GüncelKadın

ROJAVA | “Devlet bizden korksun!”

Yaşamın görünmeyen kadın kahramanları geçmişten günümüze, Flormar direnişinden Gezi’ye, Rojava’ya, metropollerinden köylere, Türkiye Kürdistanı’na, Heftanin’e… Direnen yiğit kadınlar her yerde.

Kadınların Birleşik Devrim Hareketi’nin (KBDH) attığı bu slogandaki özgürlüğün kokusunu özgür alanlardan, kadın devriminin caddelerinden hissetmek… Günlerdir hem cinslerimiz şiddete, katliama karşı “Aile değil, kadınız”, “Devlet bizden korksun” vb. sloganlarla kazanılmış hak olarak gördükleri İstanbul Sözleşmesi’nin uygulanılması ve kadına yönelik tüm saldırılar için sokakları terk etmiyor. Biz de buralardan güzelim kadınları özlemle, coşkuyla izliyor, dinliyoruz.

Tarih kadınların direnişini kaydediyor!

Kadın katliamlarının sıradanlaştığı, katillerin mahkemelerce neredeyse ödüllendirildiği, her şeyin tahrik indirimi olarak görüldüğü bu düzende her yıl, her gün, her saat ya da her dakika bir kadın sokak başında, bir ormanda, bir evde ya da ıssız bir köşede katlediliyor. Erkek egemenliğinin tüm alanlarımızdaki “hakimiyetine” karşı tarih bir yandan da kadınların direnişini kaydediyor. Sosyal medyayı, film sitelerini “toplumsal standartlara aykırı davranışları normalleştiriyor” vb. ile kapatmaya çalışan faşist zihniyet daha dün “pembe otobüs” ve taksilerle hararetle kadına yönelik şiddete güya karşı olduğunu açıklarken bugün kadınların kadına şiddeti önlemeyi “güvence” altına almaya çalıştığı uluslararası bir sözleşmeyi savunmasına dahi tahammül edemiyor.

Ama devlet, polis, medya şiddetine karşı kadınların biriken öfkesinden kurtulamayacaklar.

Yapılacak işler ->
1) Kadın direnişi üzerine yazıda "Kadın katliamlarının sıradanlaştığı" diye başlayan paragrafı ana bilgilerini koruyarak madde listesine dönüştür.
2) Kadın direnişi üzerine yazıya göre kadınlar neden günlerdir sokakları terk etmiyor? Bir ila üç cümleyle açıkla.
3) Kadın direnişi üzerine yazıyı son cümlesinden sonra sürdür.

Veri satırları ->

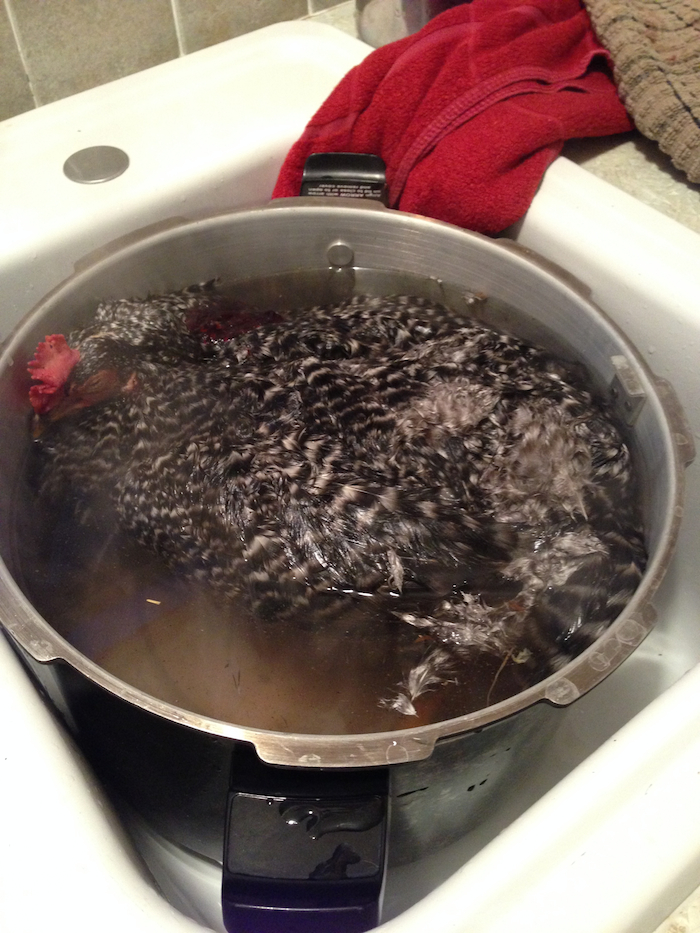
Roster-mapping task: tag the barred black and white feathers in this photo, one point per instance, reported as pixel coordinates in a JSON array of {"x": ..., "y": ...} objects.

---

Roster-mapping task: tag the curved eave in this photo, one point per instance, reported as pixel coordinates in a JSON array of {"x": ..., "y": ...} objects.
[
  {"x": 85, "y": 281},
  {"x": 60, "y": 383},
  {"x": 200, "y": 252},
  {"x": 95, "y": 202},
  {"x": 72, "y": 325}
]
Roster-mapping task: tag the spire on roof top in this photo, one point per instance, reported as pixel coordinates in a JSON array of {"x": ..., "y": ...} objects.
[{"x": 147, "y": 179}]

...

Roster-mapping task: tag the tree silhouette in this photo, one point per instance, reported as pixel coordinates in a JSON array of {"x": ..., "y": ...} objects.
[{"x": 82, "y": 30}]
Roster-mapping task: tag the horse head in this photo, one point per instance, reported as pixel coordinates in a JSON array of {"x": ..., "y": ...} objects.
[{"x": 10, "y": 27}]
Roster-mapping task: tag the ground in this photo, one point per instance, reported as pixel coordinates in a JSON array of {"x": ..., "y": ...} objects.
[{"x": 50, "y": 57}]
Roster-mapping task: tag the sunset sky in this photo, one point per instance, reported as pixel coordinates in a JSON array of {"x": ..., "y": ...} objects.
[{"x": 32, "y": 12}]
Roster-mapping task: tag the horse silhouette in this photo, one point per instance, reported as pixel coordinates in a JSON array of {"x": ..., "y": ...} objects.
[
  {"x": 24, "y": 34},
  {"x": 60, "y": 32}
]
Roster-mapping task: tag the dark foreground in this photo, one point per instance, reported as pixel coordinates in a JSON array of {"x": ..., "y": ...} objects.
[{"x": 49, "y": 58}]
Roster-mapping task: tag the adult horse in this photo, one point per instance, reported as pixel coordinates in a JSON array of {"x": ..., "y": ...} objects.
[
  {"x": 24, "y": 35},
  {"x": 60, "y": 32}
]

Cevap listesi ->
1)
- Kadın katliamları sıradanlaşmış, katiller mahkemelerce neredeyse ödüllendiriliyor ve her şey tahrik indirimi olarak görülüyor.
- Bu düzende her yıl, her gün, her saat ya da her dakika bir kadın sokak başında, ormanda, evde ya da ıssız bir köşede katlediliyor.
- Erkek egemenliğinin "hakimiyetine" karşı tarih, kadınların direnişini de kaydediyor.
- Sosyal medyayı ve film sitelerini kapatmaya çalışan faşist zihniyet, daha dün "pembe otobüs" ve taksilerle kadına yönelik şiddete güya karşı olduğunu açıklıyordu.
- Aynı zihniyet bugün, kadınların kadına şiddeti önlemeyi güvenceye almaya çalışan uluslararası bir sözleşmeyi savunmasına bile tahammül edemiyor.

2) Kadınlar, kazanılmış bir hak olarak gördükleri İstanbul Sözleşmesi'nin uygulanmasını talep ediyor. Ayrıca kadına yönelik tüm saldırılara karşı çıkıyorlar. Bu yüzden şiddete ve katliama karşı "Aile değil, kadınız" ve "Devlet bizden korksun" gibi sloganlarla sokakları terk etmiyorlar.

3)
“…Ne zamandır ertelediğim her acı,
Çıt çıkarıyor artık, başlıyor yeni bir ezgi
…”

Nilgün Marmara

Kadınlar korona, devlet şiddeti, kadın kırımı ya da baskı yasalarını dinlemiyor. Dün bir kadın “…Pınar Gültekin’in cansız bedeni bugün bir varilin içinde bulundu. Pınar bir erkeğe hayır dediği için katledildi…” sözleri ile tüm öfkesi ile haykırdı. Kadınlar itirazlarını, isyanlarını sokakları yankılandırarak kazanılmış haklarını savunarak kadın katliamlarını “durdurmaya” çalışıyor.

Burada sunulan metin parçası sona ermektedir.